[Point annotation data]
-- Start --

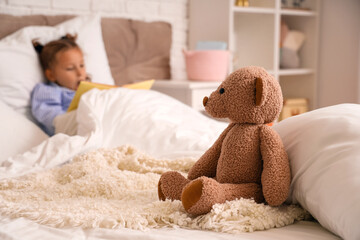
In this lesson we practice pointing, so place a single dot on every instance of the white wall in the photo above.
(339, 56)
(172, 11)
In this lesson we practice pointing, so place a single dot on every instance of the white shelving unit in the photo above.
(253, 37)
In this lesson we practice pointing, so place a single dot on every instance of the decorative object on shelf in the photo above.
(290, 43)
(297, 3)
(242, 3)
(207, 65)
(293, 107)
(250, 97)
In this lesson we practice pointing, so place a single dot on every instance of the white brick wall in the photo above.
(172, 11)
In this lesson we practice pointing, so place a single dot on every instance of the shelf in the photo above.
(254, 10)
(297, 12)
(297, 71)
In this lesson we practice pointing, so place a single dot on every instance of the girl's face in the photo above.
(68, 69)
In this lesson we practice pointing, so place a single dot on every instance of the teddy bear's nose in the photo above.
(205, 101)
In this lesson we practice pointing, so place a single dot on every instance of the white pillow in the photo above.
(324, 152)
(20, 68)
(18, 134)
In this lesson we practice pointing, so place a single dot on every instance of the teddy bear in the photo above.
(248, 160)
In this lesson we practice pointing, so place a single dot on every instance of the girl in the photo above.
(63, 65)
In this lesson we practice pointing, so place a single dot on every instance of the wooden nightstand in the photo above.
(188, 92)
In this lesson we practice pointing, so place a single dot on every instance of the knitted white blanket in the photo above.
(117, 188)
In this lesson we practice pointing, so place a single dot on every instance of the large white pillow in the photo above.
(324, 152)
(18, 134)
(20, 68)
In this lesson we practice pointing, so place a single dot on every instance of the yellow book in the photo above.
(86, 86)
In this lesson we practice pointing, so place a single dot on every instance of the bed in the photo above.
(128, 137)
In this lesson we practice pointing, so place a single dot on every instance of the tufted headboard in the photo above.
(136, 50)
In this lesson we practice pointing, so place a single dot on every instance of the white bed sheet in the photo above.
(19, 229)
(168, 129)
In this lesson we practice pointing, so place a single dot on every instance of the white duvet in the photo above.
(150, 121)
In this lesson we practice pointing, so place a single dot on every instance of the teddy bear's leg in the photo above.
(171, 185)
(201, 194)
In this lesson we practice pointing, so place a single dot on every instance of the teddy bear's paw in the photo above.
(200, 195)
(170, 185)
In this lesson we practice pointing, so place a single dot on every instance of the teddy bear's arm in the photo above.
(207, 163)
(276, 176)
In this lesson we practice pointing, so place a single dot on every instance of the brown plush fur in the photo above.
(248, 160)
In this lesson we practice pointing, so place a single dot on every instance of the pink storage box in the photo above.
(207, 65)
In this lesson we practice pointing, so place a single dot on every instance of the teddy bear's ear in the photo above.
(259, 92)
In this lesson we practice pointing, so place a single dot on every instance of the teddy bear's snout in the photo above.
(205, 100)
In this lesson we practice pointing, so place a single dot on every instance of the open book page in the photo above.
(86, 86)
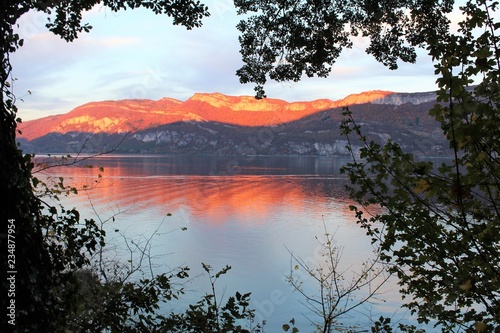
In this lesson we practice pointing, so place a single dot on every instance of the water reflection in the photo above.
(242, 212)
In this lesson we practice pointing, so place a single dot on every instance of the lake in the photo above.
(248, 212)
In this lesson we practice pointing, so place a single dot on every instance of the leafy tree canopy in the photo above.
(284, 40)
(440, 224)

-- End --

Can you retype all of the data above line for line, without any changes, and leave the pictures out?

§ **Solution to this problem**
In this lesson we practice pointing, so place a single dot on every instance of the white wall in the photo above.
(339, 56)
(172, 11)
In this lesson we practice pointing, so place a single dot on every instance of the white shelving unit in the photo above.
(253, 37)
In this lesson we practice pointing, so place a single dot on every instance of the decorative object on shelf in the photo above.
(290, 43)
(297, 3)
(242, 3)
(207, 65)
(293, 107)
(250, 97)
In this lesson we practice pointing, so place a single dot on every instance of the white brick wall in the photo above.
(172, 11)
In this lesson we practice pointing, so place a single dot on every instance of the shelf in the photo above.
(254, 10)
(297, 12)
(297, 71)
In this lesson we practice pointing, so place a single dot on every instance of the girl's face in the photo above.
(68, 69)
In this lesson we practice pointing, so place a single dot on every instance of the teddy bear's nose in the photo above.
(205, 101)
In this lesson we practice pointing, so place a single dot on every instance of the white pillow in the photo above.
(324, 152)
(20, 68)
(18, 134)
In this lesson we practice pointing, so place a single dot on every instance of the teddy bear in the photo above.
(248, 160)
In this lesson we practice pointing, so place a single dot on every instance of the girl in the photo above.
(63, 65)
In this lesson we practice pointing, so place a single dot on every instance of the wooden nightstand in the photo above.
(188, 92)
In this lesson we practice pointing, so place a single dot on every instance of the knitted white blanket in the photo above.
(117, 188)
In this lesson we practice pointing, so place a single dot on every instance of the large white pillow in the photo above.
(324, 152)
(18, 134)
(20, 68)
In this lesson we practice pointing, so place a single dot on every instance of the yellow book in the photo above.
(86, 86)
In this lesson we practice pointing, so place a single dot on every instance of the bed in the photo above.
(128, 137)
In this lesson we practice pointing, so place a single dot on every instance of the tufted headboard in the photo above.
(136, 50)
In this lesson we practice pointing, so place a single dot on every instance of the white bed sheet in the photo above.
(19, 229)
(168, 129)
In this lesson we practice pointing, so place a single dot on every instance of the white duvet in the photo above.
(150, 121)
In this lesson we practice pointing, so place a single dot on every instance of the teddy bear's leg in the photo above.
(171, 185)
(201, 194)
In this lesson we practice pointing, so place a single dot on every instance of the teddy bear's paw in the photo above.
(200, 195)
(170, 185)
In this lesson we practice pointing, so place a single dot on every instance of the teddy bear's arm in the photo above.
(207, 163)
(276, 176)
In this lesson we practice pointing, so place a single dot on every instance of the brown plush fur in the photo above.
(248, 160)
In this lesson we practice pointing, so place a single dot on every instance of the pink storage box in the photo above.
(207, 65)
In this lesson we practice pointing, so place a single dot on every instance of the teddy bear's ear in the photo above.
(259, 92)
In this lesson we practice pointing, so place a single dot on every instance of the teddy bear's snout in the photo above.
(205, 100)
In this lesson we practice pointing, so place a single dot on every instance of the open book page in the photo above.
(86, 86)
In this lesson we practice pointing, so place a single dot on every instance of the water reflection in the photo above.
(242, 212)
In this lesson we practice pointing, so place a single dot on every instance of the lake in the photo above.
(248, 212)
In this lesson we practice pointing, so place a single dot on every instance of the leafy tree canopy in the photo above.
(284, 40)
(440, 224)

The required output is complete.